## Exercise aim:
With the line containing "output | one point per instance, like (597,937)" as the start and the line containing "target | wispy cloud" as the end, transcribe that span of the entries below exactly, including both.

··········

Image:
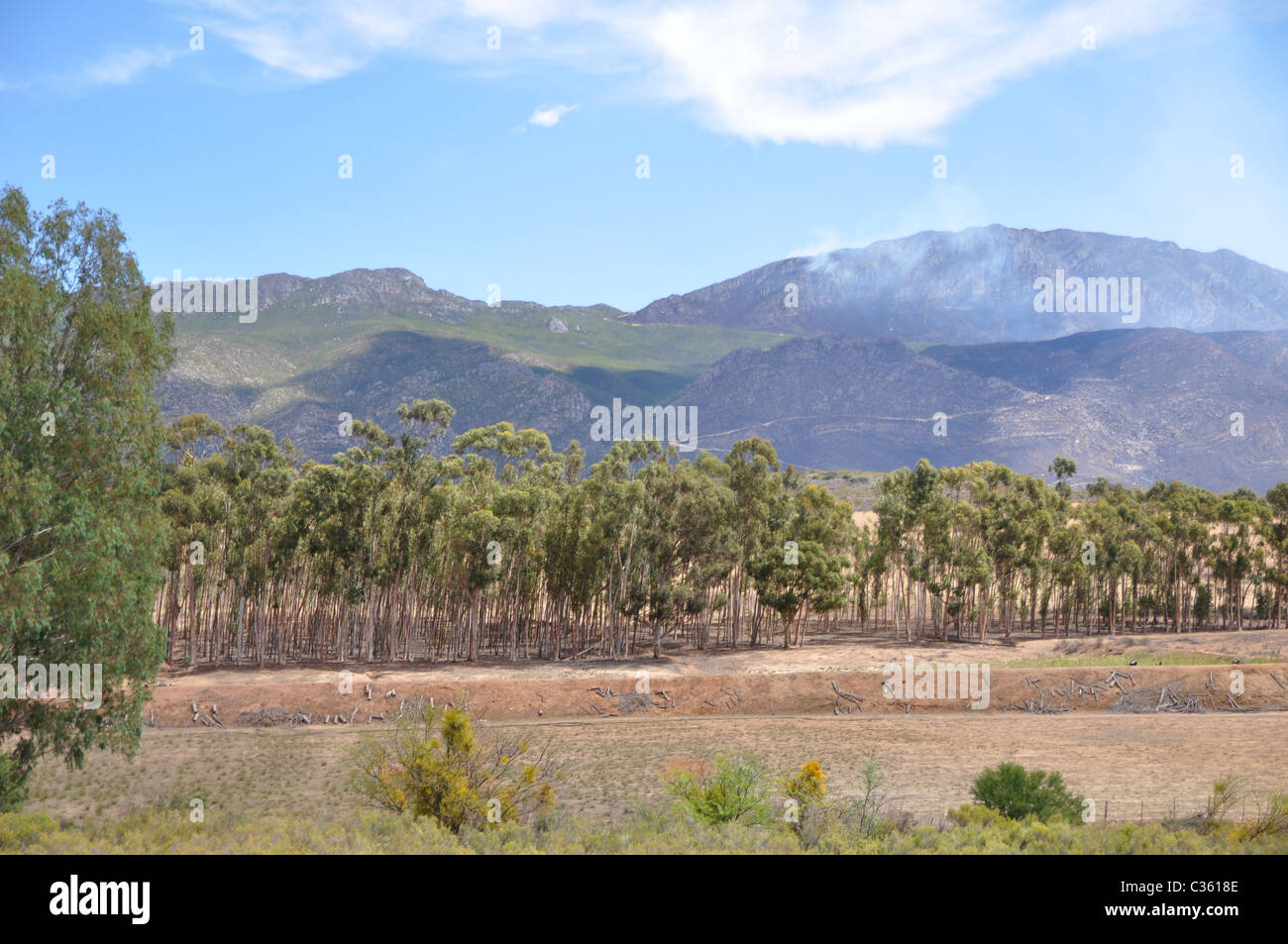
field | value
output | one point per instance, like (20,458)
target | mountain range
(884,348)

··········

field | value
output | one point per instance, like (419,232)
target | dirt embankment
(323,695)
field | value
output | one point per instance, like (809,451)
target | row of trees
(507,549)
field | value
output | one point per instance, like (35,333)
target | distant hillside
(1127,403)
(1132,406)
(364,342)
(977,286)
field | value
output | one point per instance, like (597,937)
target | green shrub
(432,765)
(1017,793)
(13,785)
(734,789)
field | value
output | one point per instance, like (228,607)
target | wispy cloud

··········

## Exercise output:
output | one point per instance, like (597,937)
target | green shrub
(432,765)
(1017,793)
(13,785)
(734,789)
field | value
output | one point per instance, like (228,607)
target | wispy cloud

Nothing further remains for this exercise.